> [Document passage]
= = =
What Developers Actually Pay

Enterprise revenue figures are abstract. Here's what the bill looks like at the individual level:

Tab completions (Copilot, etc.) $15–30/mo

Agentic subscriptions (Cursor Pro, Claude Code) $60–200/mo

API-direct power users (Opus 4.6, heavy agentic) $200–500/mo

Runaway agentic sessions $500–1,000+/mo

One team's $7,000 annual Cursor subscription depleted in a single day of heavy agentic usage.

The average developer now uses 2.3 AI coding tools simultaneously. At the team level (10 seats): Copilot Business runs $190/month, Cursor Business $400/month, Claude Code mid-tier around $1,000/month. None of these prices are stable — consumption-based billing means budgets are guesses.

But context matters: AI tooling is 1-3% of total developer cost. A fully loaded developer costs $12,500-$20,800/month. The tools cost $200-500. DX research shows an average 3.6 hours/week saved. At $75/hour, that's $1,080/month in recovered time. The ROI is 2-15× depending on usage intensity. The market is rational — the tools pay for themselves. The problem isn't ROI. It's predictability.

The FinOps Response

The FinOps Foundation's 2026 report documents the organizational panic. AI cost management is now active at 98% of surveyed enterprises, up from 63% the prior year. It's the #1 global FinOps priority. A new discipline — "FinOps for AI" — has emerged to bridge data science teams and CFOs.

The playbook that's emerging:

Smart Routing

Send 80% of requests to cheap open-weight models (Qwen 3.5, DeepSeek V4). Route only complex tasks to frontier models. Token optimization + auto-scaling yields 28% cost savings.

Kill Switches

Hard spending caps on agentic sessions. Runaway agents can burn thousands in hours. Automated circuit breakers trigger when token consumption exceeds task-level budgets.
= = =
> [Given records]
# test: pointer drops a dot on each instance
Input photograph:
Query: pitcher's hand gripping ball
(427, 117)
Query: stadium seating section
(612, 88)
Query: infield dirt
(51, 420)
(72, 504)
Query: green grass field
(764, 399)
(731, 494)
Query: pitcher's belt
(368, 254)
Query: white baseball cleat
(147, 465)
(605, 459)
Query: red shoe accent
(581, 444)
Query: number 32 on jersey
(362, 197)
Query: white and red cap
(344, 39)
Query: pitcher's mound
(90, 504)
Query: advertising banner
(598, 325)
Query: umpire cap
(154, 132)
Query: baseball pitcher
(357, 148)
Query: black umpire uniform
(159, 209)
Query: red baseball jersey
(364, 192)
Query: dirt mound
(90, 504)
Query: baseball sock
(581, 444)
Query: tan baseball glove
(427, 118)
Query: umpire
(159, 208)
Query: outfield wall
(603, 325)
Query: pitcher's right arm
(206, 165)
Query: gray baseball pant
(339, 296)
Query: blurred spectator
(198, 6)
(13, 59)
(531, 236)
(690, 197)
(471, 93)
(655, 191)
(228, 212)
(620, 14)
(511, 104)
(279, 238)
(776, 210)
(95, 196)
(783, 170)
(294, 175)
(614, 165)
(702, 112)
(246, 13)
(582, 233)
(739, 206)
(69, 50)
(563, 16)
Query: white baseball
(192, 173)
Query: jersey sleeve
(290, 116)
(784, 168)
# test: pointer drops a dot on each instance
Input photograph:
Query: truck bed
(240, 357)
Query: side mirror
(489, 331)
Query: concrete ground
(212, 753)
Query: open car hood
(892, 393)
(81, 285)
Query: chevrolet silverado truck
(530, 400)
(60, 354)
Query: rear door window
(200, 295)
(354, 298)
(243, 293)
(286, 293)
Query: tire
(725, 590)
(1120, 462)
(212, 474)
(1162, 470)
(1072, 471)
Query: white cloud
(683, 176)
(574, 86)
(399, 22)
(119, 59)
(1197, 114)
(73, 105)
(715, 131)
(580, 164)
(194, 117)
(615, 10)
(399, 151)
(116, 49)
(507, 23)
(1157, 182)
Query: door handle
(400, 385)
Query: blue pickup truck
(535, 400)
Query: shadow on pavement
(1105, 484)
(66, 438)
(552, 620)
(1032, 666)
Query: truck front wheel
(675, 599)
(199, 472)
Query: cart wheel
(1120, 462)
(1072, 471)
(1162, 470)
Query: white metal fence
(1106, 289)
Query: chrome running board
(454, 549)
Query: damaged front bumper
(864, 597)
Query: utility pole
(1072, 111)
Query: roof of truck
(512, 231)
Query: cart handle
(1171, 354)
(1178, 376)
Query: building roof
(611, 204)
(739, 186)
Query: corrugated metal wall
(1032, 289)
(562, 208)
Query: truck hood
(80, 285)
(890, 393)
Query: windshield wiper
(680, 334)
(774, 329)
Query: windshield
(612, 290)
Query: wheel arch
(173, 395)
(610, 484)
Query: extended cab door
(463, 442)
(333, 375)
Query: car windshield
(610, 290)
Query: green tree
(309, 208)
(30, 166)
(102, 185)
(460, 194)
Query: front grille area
= = =
> [Requirement 1] From the piece on developer AI tool costs above, set down the part starting with "One team's $7,000" and going on through "budgets are guesses.".
> [Requirement 2]
Decide whether each statement agrees with the piece on developer AI tool costs. Answer yes or no, and quote the deciding words.
(a) AI cost management is active at 98% of surveyed enterprises.
(b) Under smart routing, most requests go to frontier models.
(c) DX research found an average of five hours saved per week.

> [Worked solution 1]
One team's $7,000 annual Cursor subscription depleted in a single day of heavy agentic usage.

The average developer now uses 2.3 AI coding tools simultaneously. At the team level (10 seats): Copilot Business runs $190/month, Cursor Business $400/month, Claude Code mid-tier around $1,000/month. None of these prices are stable — consumption-based billing means budgets are guesses.

> [Worked solution 2]
(a) Yes: "AI cost management is now active at 98% of surveyed enterprises"
(b) No: "Send 80% of requests to cheap open-weight models (Qwen 3.5, DeepSeek V4). Route only complex tasks to frontier models."
(c) No: "DX research shows an average 3.6 hours/week saved."